**Required task:**
Report each line of the material below that contains the word "trunk", copying every such line in full.

**Records provided:**

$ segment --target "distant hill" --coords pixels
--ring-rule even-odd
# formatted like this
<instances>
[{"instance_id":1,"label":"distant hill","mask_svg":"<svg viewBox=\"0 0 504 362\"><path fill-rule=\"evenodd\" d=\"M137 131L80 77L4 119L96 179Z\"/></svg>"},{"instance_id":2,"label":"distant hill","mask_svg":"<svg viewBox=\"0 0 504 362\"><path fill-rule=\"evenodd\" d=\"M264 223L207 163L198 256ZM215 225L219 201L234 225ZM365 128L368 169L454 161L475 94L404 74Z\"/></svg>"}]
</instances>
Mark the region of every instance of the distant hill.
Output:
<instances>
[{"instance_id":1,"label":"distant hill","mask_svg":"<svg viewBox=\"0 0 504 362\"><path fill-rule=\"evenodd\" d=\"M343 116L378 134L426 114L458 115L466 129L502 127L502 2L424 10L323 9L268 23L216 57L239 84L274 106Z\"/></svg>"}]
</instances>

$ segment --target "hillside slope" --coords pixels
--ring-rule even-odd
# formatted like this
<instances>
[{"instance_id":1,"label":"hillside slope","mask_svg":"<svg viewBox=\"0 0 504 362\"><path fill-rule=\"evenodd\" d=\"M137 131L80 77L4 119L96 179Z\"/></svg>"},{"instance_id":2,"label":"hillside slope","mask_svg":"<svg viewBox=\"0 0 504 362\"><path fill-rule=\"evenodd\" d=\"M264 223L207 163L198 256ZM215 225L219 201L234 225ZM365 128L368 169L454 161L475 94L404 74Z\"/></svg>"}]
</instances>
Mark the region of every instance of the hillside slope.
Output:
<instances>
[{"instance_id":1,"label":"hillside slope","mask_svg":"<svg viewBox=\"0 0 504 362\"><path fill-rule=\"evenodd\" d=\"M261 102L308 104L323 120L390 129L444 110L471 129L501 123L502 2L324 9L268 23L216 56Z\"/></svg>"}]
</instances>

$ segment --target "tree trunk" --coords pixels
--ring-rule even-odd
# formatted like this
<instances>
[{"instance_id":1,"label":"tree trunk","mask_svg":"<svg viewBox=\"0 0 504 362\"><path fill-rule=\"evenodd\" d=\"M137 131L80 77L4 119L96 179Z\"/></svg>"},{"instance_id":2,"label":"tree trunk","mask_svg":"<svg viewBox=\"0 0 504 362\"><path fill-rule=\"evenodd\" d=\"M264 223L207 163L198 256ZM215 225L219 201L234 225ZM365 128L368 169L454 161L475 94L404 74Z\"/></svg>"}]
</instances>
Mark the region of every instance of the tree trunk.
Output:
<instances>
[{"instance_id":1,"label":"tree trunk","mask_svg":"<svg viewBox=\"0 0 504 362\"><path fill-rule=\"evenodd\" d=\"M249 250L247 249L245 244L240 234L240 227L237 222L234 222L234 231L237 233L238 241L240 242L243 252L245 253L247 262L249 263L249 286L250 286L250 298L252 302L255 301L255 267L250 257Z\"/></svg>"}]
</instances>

**Task solution:**
$ segment --target "tree trunk" --coords pixels
[{"instance_id":1,"label":"tree trunk","mask_svg":"<svg viewBox=\"0 0 504 362\"><path fill-rule=\"evenodd\" d=\"M137 131L80 77L4 119L96 179Z\"/></svg>"},{"instance_id":2,"label":"tree trunk","mask_svg":"<svg viewBox=\"0 0 504 362\"><path fill-rule=\"evenodd\" d=\"M264 223L207 163L198 256ZM215 225L219 201L234 225ZM365 128L368 169L454 161L475 94L404 74Z\"/></svg>"}]
Mark the region of every instance of the tree trunk.
[{"instance_id":1,"label":"tree trunk","mask_svg":"<svg viewBox=\"0 0 504 362\"><path fill-rule=\"evenodd\" d=\"M249 250L247 249L245 244L240 234L240 227L237 222L234 222L234 231L237 233L238 241L240 242L243 252L245 253L247 262L249 263L249 286L250 286L250 298L252 302L255 301L255 267L250 257Z\"/></svg>"}]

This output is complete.